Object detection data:

....

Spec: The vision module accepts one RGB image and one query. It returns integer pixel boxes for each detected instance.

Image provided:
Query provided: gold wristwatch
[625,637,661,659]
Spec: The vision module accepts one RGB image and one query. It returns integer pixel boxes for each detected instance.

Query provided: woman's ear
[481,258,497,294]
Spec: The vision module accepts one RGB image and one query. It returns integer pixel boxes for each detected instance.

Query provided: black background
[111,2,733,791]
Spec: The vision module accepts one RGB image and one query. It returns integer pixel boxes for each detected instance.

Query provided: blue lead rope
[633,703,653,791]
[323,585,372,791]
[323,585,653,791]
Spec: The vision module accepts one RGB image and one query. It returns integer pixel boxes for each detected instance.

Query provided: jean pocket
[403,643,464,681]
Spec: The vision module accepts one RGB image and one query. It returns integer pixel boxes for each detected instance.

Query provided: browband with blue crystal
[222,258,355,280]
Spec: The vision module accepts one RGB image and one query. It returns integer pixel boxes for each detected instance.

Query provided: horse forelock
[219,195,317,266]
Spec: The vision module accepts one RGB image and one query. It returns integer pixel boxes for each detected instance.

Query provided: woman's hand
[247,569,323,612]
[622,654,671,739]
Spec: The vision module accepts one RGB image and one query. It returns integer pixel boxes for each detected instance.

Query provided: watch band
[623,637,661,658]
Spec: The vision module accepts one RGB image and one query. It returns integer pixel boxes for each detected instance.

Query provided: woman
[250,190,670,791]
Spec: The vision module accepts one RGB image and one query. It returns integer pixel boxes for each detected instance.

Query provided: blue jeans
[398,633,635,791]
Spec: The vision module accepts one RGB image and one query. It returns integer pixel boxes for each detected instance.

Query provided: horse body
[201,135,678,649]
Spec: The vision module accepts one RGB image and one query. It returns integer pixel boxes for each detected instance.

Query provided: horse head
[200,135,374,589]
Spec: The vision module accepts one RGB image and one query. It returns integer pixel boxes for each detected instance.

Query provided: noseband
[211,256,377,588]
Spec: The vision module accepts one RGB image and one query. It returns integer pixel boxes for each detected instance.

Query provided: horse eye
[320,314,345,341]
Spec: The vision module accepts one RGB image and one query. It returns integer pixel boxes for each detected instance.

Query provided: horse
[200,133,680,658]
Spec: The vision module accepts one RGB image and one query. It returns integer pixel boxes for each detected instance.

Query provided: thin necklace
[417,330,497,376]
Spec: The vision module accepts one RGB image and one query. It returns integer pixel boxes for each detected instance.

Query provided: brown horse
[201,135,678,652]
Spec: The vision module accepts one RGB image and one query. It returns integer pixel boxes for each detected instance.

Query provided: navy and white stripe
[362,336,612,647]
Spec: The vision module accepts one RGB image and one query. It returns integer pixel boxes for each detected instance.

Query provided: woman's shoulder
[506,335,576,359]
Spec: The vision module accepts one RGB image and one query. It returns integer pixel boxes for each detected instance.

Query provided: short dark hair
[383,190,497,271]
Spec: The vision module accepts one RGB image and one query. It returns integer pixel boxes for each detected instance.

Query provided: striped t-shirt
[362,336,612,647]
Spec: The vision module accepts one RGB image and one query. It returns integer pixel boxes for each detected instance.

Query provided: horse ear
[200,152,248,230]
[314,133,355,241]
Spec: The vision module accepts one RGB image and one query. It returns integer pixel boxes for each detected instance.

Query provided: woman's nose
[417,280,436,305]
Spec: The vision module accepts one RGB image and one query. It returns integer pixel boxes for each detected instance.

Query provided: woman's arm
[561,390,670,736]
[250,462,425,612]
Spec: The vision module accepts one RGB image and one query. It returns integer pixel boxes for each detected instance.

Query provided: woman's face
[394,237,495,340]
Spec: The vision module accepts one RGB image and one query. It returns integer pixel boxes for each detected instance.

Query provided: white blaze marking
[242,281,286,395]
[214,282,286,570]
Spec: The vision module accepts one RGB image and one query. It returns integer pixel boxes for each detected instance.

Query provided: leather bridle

....

◆ Work instructions:
Put the lines of the items above into a numbered list, dropping any blank lines.

◆ Response to the task:
1. Spec: The vision module accepts one RGB image and one query. It returns integer pixel boxes for each detected instance.
2. Image provided:
3. Query provided: gold wristwatch
4. [625,637,661,659]
5. Spec: The vision module accepts one RGB image and one query. It returns integer pixel boxes for each detected instance.
6. Query provided: woman's ear
7. [481,258,497,294]
8. Spec: The vision module accepts one RGB image and one query. It returns integer pixel boxes for each detected instance.
9. Query provided: black background
10. [111,2,733,791]
11. Spec: The vision module accepts one RGB image and one query. It returns integer pixel boxes for each detected instance.
12. Query provided: blue lead rope
13. [633,703,653,791]
14. [323,585,372,791]
15. [323,585,653,791]
16. Spec: The vision module accepts one RGB image and one query. It returns integer pixel boxes for each detected instance.
17. Query provided: jean pocket
18. [403,643,464,681]
19. Spec: The vision module accepts one RGB image and one query. It returns integer pixel boxes for each detected instance.
20. Query provided: browband with blue crystal
21. [222,258,355,280]
22. Spec: The vision module accepts one RGB image and one query. It returns integer pixel boxes for each detected instance.
23. Query provided: horse forelock
24. [219,195,317,266]
25. Spec: The vision module accepts one RGB image and one query. It returns integer pixel boxes for each detected instance.
26. Query provided: woman's hand
27. [247,569,323,612]
28. [622,654,671,739]
29. Spec: The vision module accepts one RGB image and one query. It returns integer pixel boxes for each detected instance.
30. Query provided: watch band
31. [623,637,661,658]
32. Spec: The vision module accepts one RGB image and one query. It returns integer pixel boxes for each detected instance.
33. Query provided: woman
34. [250,190,670,791]
35. Spec: The vision module accepts one RGB image and one query. It returns integer pixel boxes for each detected instance.
36. Query provided: blue jeans
37. [398,633,635,791]
38. Spec: The vision module accepts one RGB image and one query. It returns integer pixel boxes for each detected instance.
39. Query provided: horse body
40. [201,135,678,649]
41. Spec: The vision module accepts one RGB image and one query. It returns integer pixel boxes for each detected instance.
42. Query provided: horse head
43. [200,135,374,589]
44. Spec: The vision module accepts one RGB image and one query. It returns integer pixel boxes for each detected instance.
45. Query provided: noseband
46. [211,256,377,588]
47. Spec: The vision module accepts one RGB image and one query. It returns integer pixel boxes for each detected instance.
48. Query provided: horse eye
49. [320,314,345,341]
50. Spec: The vision module accepts one RGB image and one query. It returns integer pixel boxes for each detected instance.
51. Query provided: horse
52. [200,133,680,658]
53. Spec: The vision module accepts one RGB image and one query. It returns integer pixel boxes for each detected instance.
54. Query provided: thin necklace
55. [417,330,497,376]
56. Spec: The vision module accepts one RGB image and one query. It returns integer pixel boxes for each detected instance.
57. Query provided: brown horse
58. [201,135,678,652]
59. Spec: The vision module accepts one RGB image and one query. It returns integer pixel boxes for each detected instance.
60. Query provided: navy and white stripe
61. [362,336,612,647]
62. Spec: The vision module accepts one RGB image and one query. It returns integer pixel boxes for each detected instance.
63. Query provided: woman's shoulder
64. [506,335,576,359]
65. Spec: The vision module accepts one RGB image and one query. It returns integer pixel boxes for each detected instance.
66. Query provided: short dark hair
67. [383,190,497,271]
68. Spec: The vision module accepts one RGB image and one query. It returns integer pixel boxes for each detected instance.
69. Query provided: striped t-shirt
70. [362,336,612,647]
71. Spec: The vision module accepts one RGB image and one query. It returns integer pixel boxes for each detected instance.
72. Query provided: horse ear
73. [200,152,248,230]
74. [314,133,355,241]
75. Spec: The vision module accepts one RGB image and one query. It returns integer pixel boxes for each detected instance.
76. Query provided: woman's nose
77. [417,280,436,305]
78. Spec: The vision module accepts one RGB image and one query. It returns integer pixel boxes for each detected instance.
79. Query provided: woman's arm
80. [561,390,670,736]
81. [250,462,425,612]
82. Spec: The vision module accepts one RGB image and one query. It returns integer pixel boxes for each detected instance.
83. Query provided: woman's face
84. [394,237,495,340]
85. Spec: The vision module accepts one RGB image and one query. It returns integer pixel boxes for each detected instance.
86. Query provided: white blaze marking
87. [242,281,286,395]
88. [214,282,286,570]
89. Spec: The vision module accepts one RGB image and one query. It returns integer pixel boxes for each detected instance.
90. Query provided: leather bridle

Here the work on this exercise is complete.